Can you reproduce all the data below with every "keypoint" swapped for "marker" and nothing else altered? Leave the pictures out.
/---
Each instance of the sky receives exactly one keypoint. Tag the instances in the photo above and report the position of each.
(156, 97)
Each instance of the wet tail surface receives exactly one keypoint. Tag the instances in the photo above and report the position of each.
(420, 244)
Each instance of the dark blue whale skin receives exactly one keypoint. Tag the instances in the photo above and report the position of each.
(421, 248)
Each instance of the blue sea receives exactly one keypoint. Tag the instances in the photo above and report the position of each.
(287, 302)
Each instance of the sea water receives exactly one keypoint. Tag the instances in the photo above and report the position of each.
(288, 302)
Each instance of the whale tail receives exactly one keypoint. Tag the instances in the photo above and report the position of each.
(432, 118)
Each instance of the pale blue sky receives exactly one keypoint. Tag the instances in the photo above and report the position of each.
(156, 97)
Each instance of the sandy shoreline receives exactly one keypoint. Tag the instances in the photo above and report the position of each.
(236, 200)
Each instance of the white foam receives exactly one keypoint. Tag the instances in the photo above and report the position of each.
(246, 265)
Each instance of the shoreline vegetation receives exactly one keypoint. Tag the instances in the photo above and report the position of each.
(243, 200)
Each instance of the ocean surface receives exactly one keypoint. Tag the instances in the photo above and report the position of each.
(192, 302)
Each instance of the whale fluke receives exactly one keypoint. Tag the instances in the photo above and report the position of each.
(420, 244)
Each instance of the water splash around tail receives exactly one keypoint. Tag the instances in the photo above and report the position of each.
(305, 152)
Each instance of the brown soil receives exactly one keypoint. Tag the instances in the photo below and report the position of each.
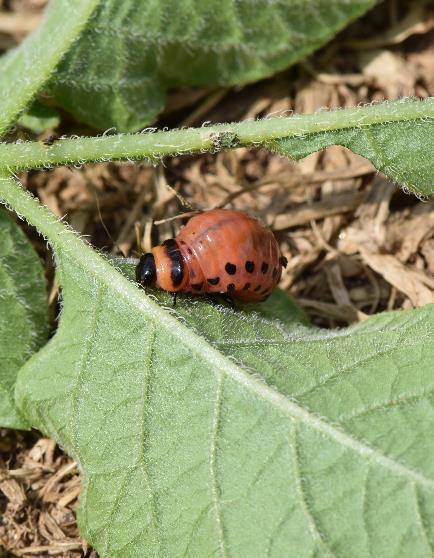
(356, 244)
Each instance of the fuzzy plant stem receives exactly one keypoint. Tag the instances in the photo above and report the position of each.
(155, 145)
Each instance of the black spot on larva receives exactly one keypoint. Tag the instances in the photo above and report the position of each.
(146, 272)
(250, 266)
(177, 263)
(231, 269)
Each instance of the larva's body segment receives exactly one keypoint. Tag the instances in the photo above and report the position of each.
(218, 251)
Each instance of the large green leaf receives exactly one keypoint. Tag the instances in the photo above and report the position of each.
(25, 69)
(23, 313)
(132, 51)
(203, 431)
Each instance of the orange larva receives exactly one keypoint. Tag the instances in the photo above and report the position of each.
(219, 251)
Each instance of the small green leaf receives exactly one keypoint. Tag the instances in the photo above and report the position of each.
(23, 313)
(402, 150)
(203, 431)
(133, 51)
(39, 118)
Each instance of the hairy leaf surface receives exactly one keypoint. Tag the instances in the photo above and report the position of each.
(23, 313)
(23, 70)
(203, 431)
(132, 51)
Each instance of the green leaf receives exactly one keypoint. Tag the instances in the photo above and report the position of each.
(39, 118)
(402, 150)
(133, 51)
(25, 69)
(203, 431)
(23, 313)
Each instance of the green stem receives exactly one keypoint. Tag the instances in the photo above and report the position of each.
(25, 69)
(250, 133)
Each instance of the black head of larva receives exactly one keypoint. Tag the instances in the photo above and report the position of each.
(146, 272)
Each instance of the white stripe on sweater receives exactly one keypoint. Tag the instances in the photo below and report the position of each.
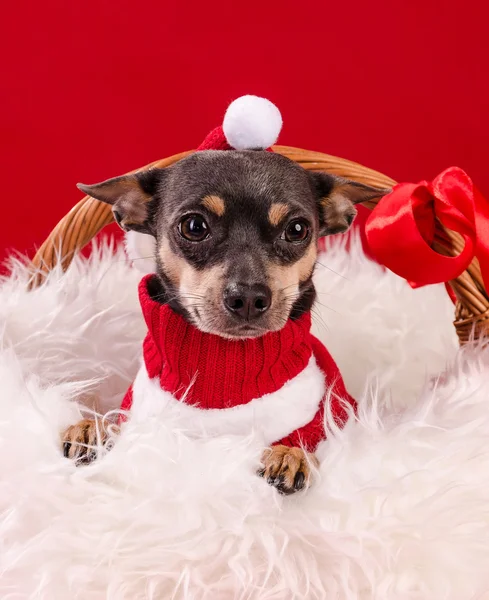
\---
## Result of the task
Each instance of the sky receives exactly one marker. Tag the instances in the photo above and report the position of each.
(156, 97)
Each instance of the wet tail surface receives exactly one marker. Tag the instances in the photo above and report the position of each.
(420, 244)
Each instance of the dark blue whale skin receives exactly one marker. Tag the instances in the photo above and report the position of each.
(421, 248)
Each instance of the blue sea receives exactly one marker. Tag the instances in the photo above and report the position of each.
(287, 302)
Each instance of the sea water receives exactly one marker. Tag the instances in the photo above and report the position of each.
(288, 302)
Each instance of the whale tail receives exactly one marker. Tag the instances in the photo above and report the position of each.
(432, 118)
Each instance of the pale blue sky receives exactly one marker. Tag the instances in the photo above and report the position of each.
(156, 97)
Each instance of the sandy shoreline receives exactly one marker. Tag the instances in the photo above and report the position of each.
(236, 200)
Each instance of the white foam receives exactly one marker. Tag the instances in the photo above and report the position of each.
(246, 265)
Each instance of the shoreline vegetation receives exactly one marker. Tag the instances in the photo above and report the position of each.
(243, 200)
Each instance of the ocean surface receives exactly one marker. Tag the instances in the photo above and report the position of each.
(192, 302)
Each instance of the whale fluke receives exactly one marker. Tag the instances in the photo above and report the position of each.
(420, 244)
Each instance of the water splash around tail receives exactly one marker. Tag the instances in the photo above and report the position of each.
(305, 152)
Each instance of the brown soil receives exactly one marker. Tag the instances in the photo below and report the position of each.
(356, 244)
Each instance of the fuzzy plant stem receives exactly one marker. Tag the instances in the photo above and report the position of each.
(155, 145)
Each instance of the black spot on larva receives exactly one marker. Tag the instances in the photo above and report the position of each.
(146, 272)
(250, 266)
(177, 263)
(231, 269)
Each instance of the larva's body segment receives exactly one marker. Tag the instances in the photo above and report the position of each.
(218, 251)
Each instance of the large green leaf receives exactly one marker. Tag the instances in the photo above and report the position of each.
(25, 69)
(23, 313)
(132, 51)
(203, 431)
Each instance of the orange larva receives exactly one marker. Tag the instances in the photo above and report the position of each.
(219, 251)
Each instance of the small green leaf receives exactly one marker. Tag the instances in the photo above and report the position of each.
(23, 313)
(402, 150)
(203, 431)
(133, 51)
(39, 118)
Each instance of the hairy leaf surface receives exactly one marker. Tag the instances in the photo above and report the position of each.
(23, 313)
(23, 70)
(203, 431)
(132, 51)
Each instance of the green leaf receives exactly one marker. Tag the instances in the photo above and report the position of each.
(39, 118)
(402, 150)
(133, 51)
(25, 69)
(203, 431)
(23, 313)
Each instance of the green stem receives exactly one marker. Tag the instances in the photo above and report the position of each.
(25, 69)
(250, 133)
Each instance of the black head of larva receives exactly one marker. Tag the instances in the photo above and report the position of each.
(146, 272)
Each instance of the white stripe on sweater receives exactly one marker. Tag the instances in the photo below and report the position of each.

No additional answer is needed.